----- Supplied records -----

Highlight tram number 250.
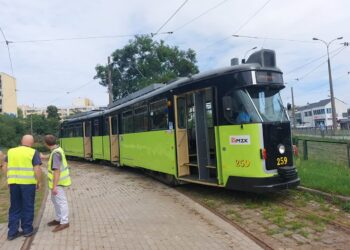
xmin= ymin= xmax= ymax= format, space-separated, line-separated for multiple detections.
xmin=277 ymin=157 xmax=288 ymax=166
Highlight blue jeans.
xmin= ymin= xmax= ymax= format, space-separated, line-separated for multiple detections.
xmin=8 ymin=184 xmax=36 ymax=236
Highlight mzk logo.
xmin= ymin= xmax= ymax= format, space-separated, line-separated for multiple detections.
xmin=230 ymin=135 xmax=250 ymax=145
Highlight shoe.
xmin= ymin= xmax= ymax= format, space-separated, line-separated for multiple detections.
xmin=47 ymin=220 xmax=60 ymax=227
xmin=23 ymin=228 xmax=38 ymax=237
xmin=52 ymin=223 xmax=69 ymax=233
xmin=7 ymin=232 xmax=23 ymax=241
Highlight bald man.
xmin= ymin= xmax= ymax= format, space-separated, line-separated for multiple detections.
xmin=3 ymin=135 xmax=41 ymax=240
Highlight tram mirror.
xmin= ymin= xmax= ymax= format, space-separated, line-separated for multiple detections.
xmin=222 ymin=96 xmax=232 ymax=116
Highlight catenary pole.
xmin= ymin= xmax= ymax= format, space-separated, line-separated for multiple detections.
xmin=107 ymin=56 xmax=113 ymax=105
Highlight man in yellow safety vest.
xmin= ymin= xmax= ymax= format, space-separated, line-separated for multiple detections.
xmin=44 ymin=135 xmax=71 ymax=232
xmin=2 ymin=135 xmax=41 ymax=240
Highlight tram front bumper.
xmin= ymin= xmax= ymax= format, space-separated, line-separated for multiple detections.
xmin=226 ymin=175 xmax=300 ymax=193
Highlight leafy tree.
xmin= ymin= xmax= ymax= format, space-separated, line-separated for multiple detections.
xmin=94 ymin=36 xmax=198 ymax=99
xmin=46 ymin=105 xmax=60 ymax=120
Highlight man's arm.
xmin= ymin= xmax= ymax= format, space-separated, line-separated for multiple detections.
xmin=34 ymin=165 xmax=42 ymax=189
xmin=52 ymin=169 xmax=60 ymax=192
xmin=2 ymin=162 xmax=7 ymax=177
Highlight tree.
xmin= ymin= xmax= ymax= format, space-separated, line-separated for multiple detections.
xmin=94 ymin=36 xmax=198 ymax=99
xmin=46 ymin=105 xmax=60 ymax=120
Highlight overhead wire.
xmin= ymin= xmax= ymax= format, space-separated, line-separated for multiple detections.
xmin=49 ymin=79 xmax=95 ymax=103
xmin=232 ymin=34 xmax=316 ymax=43
xmin=172 ymin=0 xmax=229 ymax=32
xmin=152 ymin=0 xmax=188 ymax=36
xmin=199 ymin=0 xmax=271 ymax=51
xmin=1 ymin=32 xmax=174 ymax=43
xmin=0 ymin=27 xmax=14 ymax=77
xmin=294 ymin=46 xmax=346 ymax=81
xmin=285 ymin=47 xmax=344 ymax=74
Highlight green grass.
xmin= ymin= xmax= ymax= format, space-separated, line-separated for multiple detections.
xmin=296 ymin=159 xmax=350 ymax=196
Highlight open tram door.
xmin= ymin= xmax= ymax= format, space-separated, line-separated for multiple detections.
xmin=83 ymin=121 xmax=92 ymax=159
xmin=174 ymin=88 xmax=218 ymax=185
xmin=109 ymin=115 xmax=120 ymax=165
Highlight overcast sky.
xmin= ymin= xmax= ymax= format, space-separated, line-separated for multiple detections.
xmin=0 ymin=0 xmax=350 ymax=107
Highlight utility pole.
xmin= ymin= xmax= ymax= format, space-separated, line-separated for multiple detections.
xmin=107 ymin=57 xmax=113 ymax=105
xmin=290 ymin=87 xmax=296 ymax=128
xmin=312 ymin=37 xmax=343 ymax=134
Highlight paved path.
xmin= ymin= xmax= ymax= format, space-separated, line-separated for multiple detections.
xmin=2 ymin=162 xmax=260 ymax=250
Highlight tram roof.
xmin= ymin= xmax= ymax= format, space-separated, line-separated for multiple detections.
xmin=64 ymin=63 xmax=280 ymax=122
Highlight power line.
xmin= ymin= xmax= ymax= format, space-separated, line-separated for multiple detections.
xmin=295 ymin=47 xmax=346 ymax=81
xmin=234 ymin=0 xmax=271 ymax=34
xmin=0 ymin=27 xmax=14 ymax=77
xmin=199 ymin=0 xmax=271 ymax=51
xmin=152 ymin=0 xmax=188 ymax=36
xmin=49 ymin=80 xmax=94 ymax=103
xmin=173 ymin=0 xmax=229 ymax=32
xmin=232 ymin=34 xmax=315 ymax=43
xmin=285 ymin=47 xmax=344 ymax=74
xmin=1 ymin=32 xmax=171 ymax=43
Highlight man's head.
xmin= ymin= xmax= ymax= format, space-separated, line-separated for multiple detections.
xmin=44 ymin=135 xmax=56 ymax=148
xmin=21 ymin=135 xmax=34 ymax=147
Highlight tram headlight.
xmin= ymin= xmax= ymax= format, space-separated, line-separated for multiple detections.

-----

Copy out all the lines above with every "Highlight" swapped for "Outline" and everything else unchanged. Leave out the pictures.

Outline tram number 250.
xmin= ymin= xmax= ymax= format, space-separated, line-separated for multiple detections.
xmin=277 ymin=157 xmax=288 ymax=166
Outline blue jeans.
xmin= ymin= xmax= ymax= format, space-separated, line-separated for multiple detections.
xmin=8 ymin=184 xmax=36 ymax=236
Outline mzk logo.
xmin= ymin= xmax= ymax= format, space-separated, line-separated for multiple detections.
xmin=230 ymin=135 xmax=250 ymax=145
Outline shoe.
xmin= ymin= xmax= ymax= format, space-separated, line-separated for multiple detections.
xmin=47 ymin=220 xmax=60 ymax=227
xmin=23 ymin=228 xmax=38 ymax=237
xmin=52 ymin=223 xmax=69 ymax=233
xmin=7 ymin=232 xmax=23 ymax=241
Outline bald man.
xmin= ymin= xmax= ymax= format, space-separated, line-separated for multiple detections.
xmin=3 ymin=135 xmax=41 ymax=240
Outline tram mirror.
xmin= ymin= xmax= ymax= format, space-separated, line-separated for multiple detections.
xmin=222 ymin=96 xmax=232 ymax=116
Outline catenary pole.
xmin= ymin= xmax= ymax= format, space-separated, line-separated for multiple detections.
xmin=107 ymin=56 xmax=113 ymax=105
Outline man in yellow safety vest.
xmin= ymin= xmax= ymax= format, space-separated, line-separated for multiple detections.
xmin=44 ymin=135 xmax=71 ymax=232
xmin=2 ymin=135 xmax=41 ymax=240
Outline tram front bumper.
xmin= ymin= xmax= ymax= format, space-separated, line-separated for multiple detections.
xmin=226 ymin=175 xmax=300 ymax=193
Outline leafy tree.
xmin= ymin= xmax= ymax= format, space-separated, line-separated for multiple detections.
xmin=94 ymin=36 xmax=198 ymax=99
xmin=46 ymin=105 xmax=60 ymax=120
Outline man's arm.
xmin= ymin= xmax= ymax= format, space-separated, line-separated for multiple detections.
xmin=34 ymin=165 xmax=42 ymax=189
xmin=52 ymin=169 xmax=60 ymax=192
xmin=2 ymin=162 xmax=7 ymax=177
Outline tree.
xmin= ymin= xmax= ymax= format, space-separated, line-separated for multiple detections.
xmin=94 ymin=36 xmax=198 ymax=99
xmin=46 ymin=105 xmax=60 ymax=120
Outline overhead wire.
xmin= ymin= xmax= ymax= format, space-separated, line-separated for multiple detections.
xmin=49 ymin=79 xmax=95 ymax=103
xmin=232 ymin=34 xmax=316 ymax=43
xmin=172 ymin=0 xmax=229 ymax=32
xmin=152 ymin=0 xmax=188 ymax=36
xmin=199 ymin=0 xmax=271 ymax=51
xmin=1 ymin=32 xmax=174 ymax=43
xmin=0 ymin=27 xmax=14 ymax=77
xmin=294 ymin=46 xmax=346 ymax=81
xmin=285 ymin=47 xmax=344 ymax=74
Outline green grass.
xmin= ymin= xmax= ymax= format, space-separated, line-separated for multiple detections.
xmin=296 ymin=159 xmax=350 ymax=196
Outline open tram door.
xmin= ymin= xmax= ymax= format, space-separated, line-separated for multiple detections.
xmin=83 ymin=121 xmax=92 ymax=159
xmin=174 ymin=88 xmax=218 ymax=185
xmin=109 ymin=115 xmax=120 ymax=165
Outline overcast sky.
xmin= ymin= xmax= ymax= format, space-separated, line-separated for multiple detections.
xmin=0 ymin=0 xmax=350 ymax=107
Outline utility pole.
xmin= ymin= xmax= ymax= format, space-separated, line-separated for multiple detections.
xmin=107 ymin=57 xmax=113 ymax=105
xmin=290 ymin=87 xmax=296 ymax=128
xmin=312 ymin=37 xmax=343 ymax=134
Outline paved path.
xmin= ymin= xmax= ymax= format, space-separated, line-separated for multiple detections.
xmin=2 ymin=162 xmax=260 ymax=250
Outline tram roof.
xmin= ymin= xmax= ymax= format, space-separated, line-separated for multiple detections.
xmin=64 ymin=63 xmax=280 ymax=122
Outline power line.
xmin= ymin= xmax= ymax= format, space-separated, line-separated for multiple detections.
xmin=295 ymin=47 xmax=346 ymax=81
xmin=234 ymin=0 xmax=271 ymax=34
xmin=0 ymin=27 xmax=14 ymax=77
xmin=199 ymin=0 xmax=271 ymax=51
xmin=152 ymin=0 xmax=188 ymax=36
xmin=49 ymin=80 xmax=94 ymax=103
xmin=173 ymin=0 xmax=229 ymax=32
xmin=232 ymin=34 xmax=315 ymax=43
xmin=285 ymin=47 xmax=344 ymax=74
xmin=1 ymin=32 xmax=171 ymax=43
Outline man's head.
xmin= ymin= xmax= ymax= format, space-separated, line-separated for multiple detections.
xmin=44 ymin=135 xmax=56 ymax=148
xmin=21 ymin=135 xmax=34 ymax=147
Outline tram headlight.
xmin= ymin= xmax= ymax= format, space-separated, line-separated for multiple detections.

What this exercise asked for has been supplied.